REQUIREMENT: Please format the records below as a Markdown table with two columns, Row and Line, including only everything from the line containing "Spot the wheel" down to the line containing "[[348, 259], [506, 371]]", both ends included. Number each line in Row, put its text in Line, and leave out any blank lines.

DATA RECORDS:
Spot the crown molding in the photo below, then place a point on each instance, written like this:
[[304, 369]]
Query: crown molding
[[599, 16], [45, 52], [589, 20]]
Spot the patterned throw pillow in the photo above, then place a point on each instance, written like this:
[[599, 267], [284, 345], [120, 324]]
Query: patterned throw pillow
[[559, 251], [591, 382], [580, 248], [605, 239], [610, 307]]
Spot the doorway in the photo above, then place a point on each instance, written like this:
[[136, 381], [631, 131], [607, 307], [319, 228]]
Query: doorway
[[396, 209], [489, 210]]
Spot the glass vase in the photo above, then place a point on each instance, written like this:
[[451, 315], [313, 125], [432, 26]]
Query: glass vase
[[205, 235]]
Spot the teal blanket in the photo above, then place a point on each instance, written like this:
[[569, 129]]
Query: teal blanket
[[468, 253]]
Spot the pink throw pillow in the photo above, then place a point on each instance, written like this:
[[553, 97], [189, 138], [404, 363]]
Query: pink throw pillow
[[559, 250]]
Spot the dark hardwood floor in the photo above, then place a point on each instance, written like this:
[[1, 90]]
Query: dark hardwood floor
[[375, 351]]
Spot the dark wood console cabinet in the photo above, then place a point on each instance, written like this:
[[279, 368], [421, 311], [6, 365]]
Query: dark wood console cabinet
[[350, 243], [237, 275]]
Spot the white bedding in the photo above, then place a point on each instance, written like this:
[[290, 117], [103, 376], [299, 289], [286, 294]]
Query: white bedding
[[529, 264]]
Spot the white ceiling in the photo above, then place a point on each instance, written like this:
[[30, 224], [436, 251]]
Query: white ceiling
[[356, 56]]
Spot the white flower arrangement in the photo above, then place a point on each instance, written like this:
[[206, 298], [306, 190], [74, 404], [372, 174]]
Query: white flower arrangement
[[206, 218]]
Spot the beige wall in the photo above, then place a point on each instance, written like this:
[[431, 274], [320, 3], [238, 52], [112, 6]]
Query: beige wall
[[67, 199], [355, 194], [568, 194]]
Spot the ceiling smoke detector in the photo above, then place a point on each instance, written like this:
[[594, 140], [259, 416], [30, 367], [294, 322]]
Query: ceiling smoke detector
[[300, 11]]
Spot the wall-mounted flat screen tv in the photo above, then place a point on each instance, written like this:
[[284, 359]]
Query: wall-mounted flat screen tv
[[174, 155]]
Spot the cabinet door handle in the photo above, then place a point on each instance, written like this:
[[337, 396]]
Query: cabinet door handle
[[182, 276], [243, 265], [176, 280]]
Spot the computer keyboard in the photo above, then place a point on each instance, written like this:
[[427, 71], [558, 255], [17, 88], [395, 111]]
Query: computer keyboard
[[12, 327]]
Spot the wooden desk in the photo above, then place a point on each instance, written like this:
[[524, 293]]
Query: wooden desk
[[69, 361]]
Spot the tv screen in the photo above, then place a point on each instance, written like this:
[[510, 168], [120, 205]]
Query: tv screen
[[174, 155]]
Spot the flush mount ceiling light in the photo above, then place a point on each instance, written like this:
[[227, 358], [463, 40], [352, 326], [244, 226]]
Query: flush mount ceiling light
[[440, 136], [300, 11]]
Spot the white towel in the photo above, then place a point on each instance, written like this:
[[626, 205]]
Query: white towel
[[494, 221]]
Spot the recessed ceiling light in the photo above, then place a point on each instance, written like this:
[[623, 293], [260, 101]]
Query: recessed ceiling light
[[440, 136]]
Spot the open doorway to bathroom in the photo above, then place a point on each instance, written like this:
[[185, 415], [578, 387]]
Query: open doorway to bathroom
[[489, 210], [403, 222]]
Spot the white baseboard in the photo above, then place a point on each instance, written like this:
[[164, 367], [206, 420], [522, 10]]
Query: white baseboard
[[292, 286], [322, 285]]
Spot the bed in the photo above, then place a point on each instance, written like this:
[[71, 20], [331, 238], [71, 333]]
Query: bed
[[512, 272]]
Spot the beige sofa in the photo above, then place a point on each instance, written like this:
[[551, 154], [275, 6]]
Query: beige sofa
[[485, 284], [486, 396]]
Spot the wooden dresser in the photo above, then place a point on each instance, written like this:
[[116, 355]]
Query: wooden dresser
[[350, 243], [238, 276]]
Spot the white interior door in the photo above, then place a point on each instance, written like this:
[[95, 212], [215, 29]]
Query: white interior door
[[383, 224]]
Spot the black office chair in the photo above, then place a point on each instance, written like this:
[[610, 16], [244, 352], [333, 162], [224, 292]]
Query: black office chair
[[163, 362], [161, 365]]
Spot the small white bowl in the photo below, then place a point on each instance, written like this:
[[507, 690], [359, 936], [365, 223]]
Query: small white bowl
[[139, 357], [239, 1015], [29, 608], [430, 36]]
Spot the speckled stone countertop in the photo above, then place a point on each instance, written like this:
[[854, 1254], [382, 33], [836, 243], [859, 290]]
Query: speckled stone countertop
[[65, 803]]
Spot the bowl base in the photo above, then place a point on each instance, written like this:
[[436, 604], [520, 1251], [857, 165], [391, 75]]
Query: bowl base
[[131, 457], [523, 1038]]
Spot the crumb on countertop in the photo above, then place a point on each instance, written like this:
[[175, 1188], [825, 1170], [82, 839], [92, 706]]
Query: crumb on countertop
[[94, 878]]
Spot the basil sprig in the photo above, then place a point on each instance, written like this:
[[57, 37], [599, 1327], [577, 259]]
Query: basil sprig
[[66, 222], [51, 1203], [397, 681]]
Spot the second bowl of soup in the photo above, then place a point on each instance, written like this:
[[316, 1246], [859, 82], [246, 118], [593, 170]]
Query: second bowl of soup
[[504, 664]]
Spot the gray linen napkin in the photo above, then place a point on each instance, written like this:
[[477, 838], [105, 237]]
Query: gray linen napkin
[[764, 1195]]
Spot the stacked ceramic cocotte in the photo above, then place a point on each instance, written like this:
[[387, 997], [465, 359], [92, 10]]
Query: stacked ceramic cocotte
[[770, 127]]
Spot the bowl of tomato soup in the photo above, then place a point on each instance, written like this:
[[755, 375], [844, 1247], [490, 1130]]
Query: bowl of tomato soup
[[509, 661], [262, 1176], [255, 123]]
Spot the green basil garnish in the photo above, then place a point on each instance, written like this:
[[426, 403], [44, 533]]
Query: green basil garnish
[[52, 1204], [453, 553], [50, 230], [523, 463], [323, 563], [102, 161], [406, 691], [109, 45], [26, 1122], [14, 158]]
...
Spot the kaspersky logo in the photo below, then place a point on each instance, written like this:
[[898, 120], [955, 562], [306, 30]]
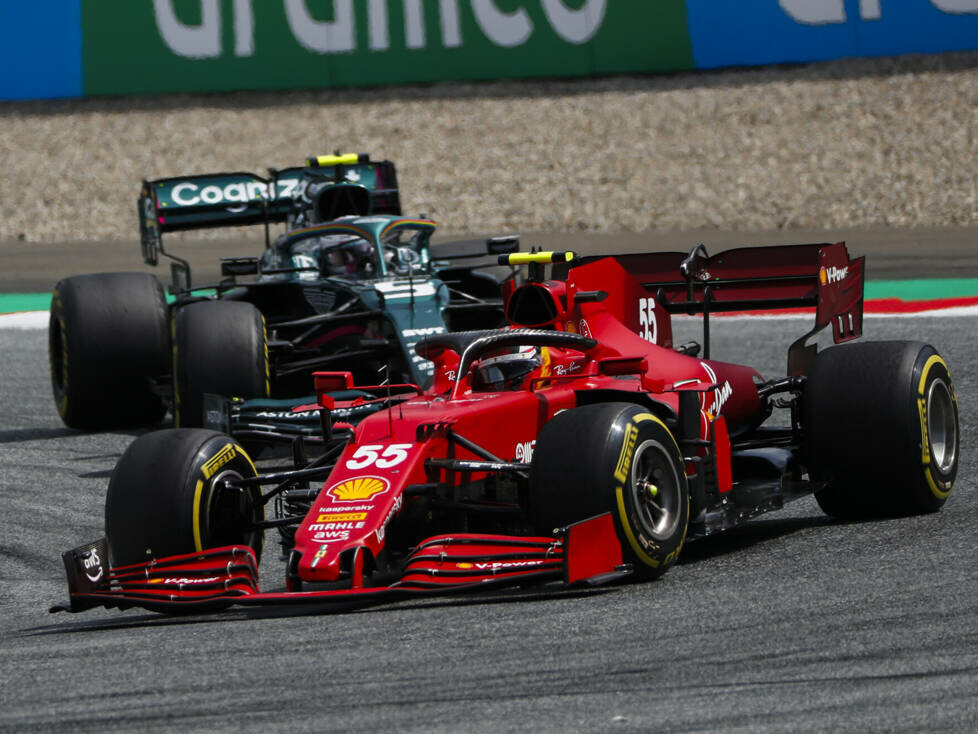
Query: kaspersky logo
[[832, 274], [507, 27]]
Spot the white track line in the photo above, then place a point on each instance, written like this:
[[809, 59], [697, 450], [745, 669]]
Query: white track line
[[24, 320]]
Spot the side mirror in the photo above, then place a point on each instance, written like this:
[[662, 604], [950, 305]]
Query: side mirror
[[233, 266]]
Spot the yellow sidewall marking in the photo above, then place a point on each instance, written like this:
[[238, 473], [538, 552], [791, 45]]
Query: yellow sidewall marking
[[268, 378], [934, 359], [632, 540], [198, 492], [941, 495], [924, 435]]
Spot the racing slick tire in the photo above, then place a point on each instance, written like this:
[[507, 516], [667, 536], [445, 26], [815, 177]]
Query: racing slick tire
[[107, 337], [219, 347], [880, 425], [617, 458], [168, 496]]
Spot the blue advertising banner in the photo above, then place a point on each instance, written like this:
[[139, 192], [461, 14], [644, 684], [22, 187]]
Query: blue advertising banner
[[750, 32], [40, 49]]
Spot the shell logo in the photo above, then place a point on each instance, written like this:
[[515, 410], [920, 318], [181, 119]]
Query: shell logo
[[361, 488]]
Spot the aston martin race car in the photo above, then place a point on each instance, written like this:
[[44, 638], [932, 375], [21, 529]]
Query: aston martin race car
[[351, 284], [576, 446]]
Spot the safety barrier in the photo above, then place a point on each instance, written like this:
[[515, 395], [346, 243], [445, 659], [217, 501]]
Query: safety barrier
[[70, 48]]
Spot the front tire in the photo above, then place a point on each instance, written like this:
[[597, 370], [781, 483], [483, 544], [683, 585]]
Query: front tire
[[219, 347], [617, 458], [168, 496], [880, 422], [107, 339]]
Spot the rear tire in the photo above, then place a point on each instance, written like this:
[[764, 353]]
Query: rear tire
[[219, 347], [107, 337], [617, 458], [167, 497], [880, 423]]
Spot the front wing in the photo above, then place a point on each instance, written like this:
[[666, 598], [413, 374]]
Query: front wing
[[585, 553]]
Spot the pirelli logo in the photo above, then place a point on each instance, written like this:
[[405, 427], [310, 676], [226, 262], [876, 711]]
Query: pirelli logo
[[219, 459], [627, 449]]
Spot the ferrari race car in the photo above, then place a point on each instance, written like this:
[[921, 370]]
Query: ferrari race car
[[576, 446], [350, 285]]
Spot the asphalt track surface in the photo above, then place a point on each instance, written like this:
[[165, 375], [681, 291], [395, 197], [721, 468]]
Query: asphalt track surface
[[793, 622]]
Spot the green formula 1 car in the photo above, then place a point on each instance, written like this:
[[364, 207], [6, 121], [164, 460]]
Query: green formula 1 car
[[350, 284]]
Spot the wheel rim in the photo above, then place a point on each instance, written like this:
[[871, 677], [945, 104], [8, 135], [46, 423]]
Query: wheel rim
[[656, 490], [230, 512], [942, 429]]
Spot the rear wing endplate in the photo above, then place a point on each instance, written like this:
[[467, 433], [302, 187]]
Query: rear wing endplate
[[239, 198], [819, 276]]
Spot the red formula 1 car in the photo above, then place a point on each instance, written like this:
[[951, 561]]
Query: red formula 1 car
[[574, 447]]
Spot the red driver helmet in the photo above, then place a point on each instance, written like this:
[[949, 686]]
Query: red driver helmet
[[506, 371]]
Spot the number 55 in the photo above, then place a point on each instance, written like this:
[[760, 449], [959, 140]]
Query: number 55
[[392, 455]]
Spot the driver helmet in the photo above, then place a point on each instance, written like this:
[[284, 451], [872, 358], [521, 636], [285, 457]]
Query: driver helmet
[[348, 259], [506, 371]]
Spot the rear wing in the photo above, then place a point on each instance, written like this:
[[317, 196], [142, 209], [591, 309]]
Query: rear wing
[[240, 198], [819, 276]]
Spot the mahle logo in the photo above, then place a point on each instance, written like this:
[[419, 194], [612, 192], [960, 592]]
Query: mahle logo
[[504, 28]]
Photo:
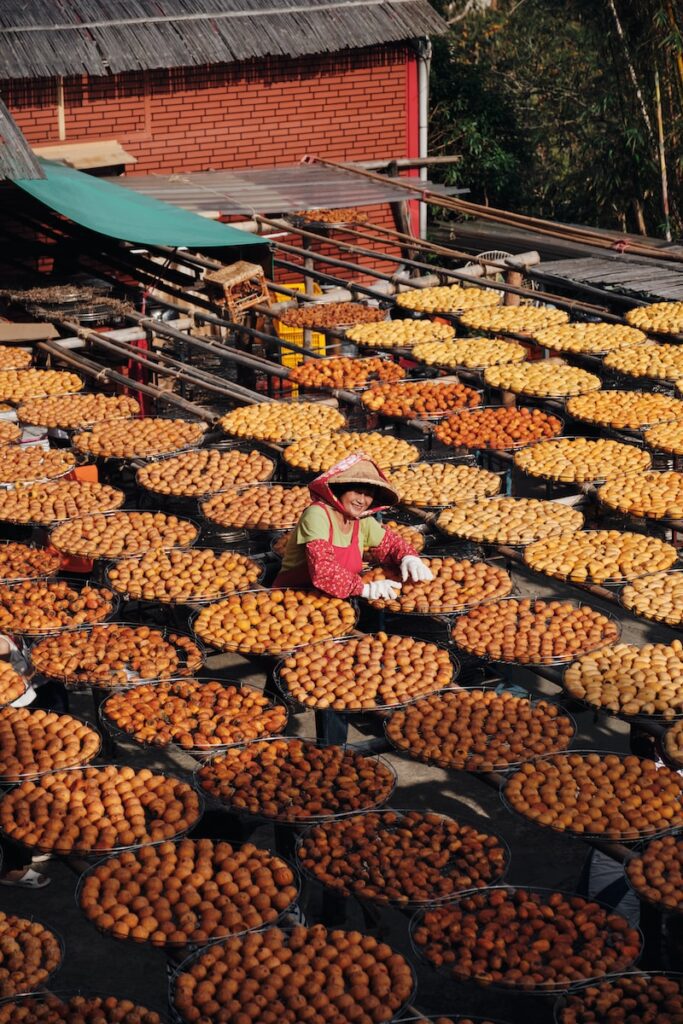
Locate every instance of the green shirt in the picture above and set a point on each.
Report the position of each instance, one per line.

RESPONSE:
| Row | Line |
|---|---|
| 1 | Spot the wheel rim in the photo above, then place a point on each instance, written like this: |
| 2 | [[871, 677], [945, 104], [8, 135], [46, 423]] |
| 3 | Query: wheel rim |
| 4 | [[656, 490], [230, 512], [942, 429]] |
| 5 | Spot the rear wing endplate in the photo above, then place a point on each instance, written like this: |
| 6 | [[467, 433], [302, 187]] |
| 7 | Query: rear wing endplate |
| 8 | [[239, 198], [819, 276]] |
| 9 | Spot the red formula 1 car in the photo above, then place a point on each instance, written like this: |
| 10 | [[951, 561]] |
| 11 | Query: red formula 1 car |
| 12 | [[574, 447]] |
| 13 | Spot the red driver helmet in the photo above, then place a point on each instance, written like this: |
| 14 | [[949, 686]] |
| 15 | Query: red driver helmet |
| 16 | [[506, 371]] |
| 17 | Spot the number 55 in the photo above, then place a point on each instance, written like this: |
| 18 | [[760, 449], [959, 140]] |
| 19 | Query: number 55 |
| 20 | [[392, 455]] |
| 21 | Spot the driver helmet in the photo above, then place a point on each instance, written like this: |
| 22 | [[284, 451], [872, 358], [521, 636], [285, 457]] |
| 23 | Query: driver helmet |
| 24 | [[348, 259], [506, 371]] |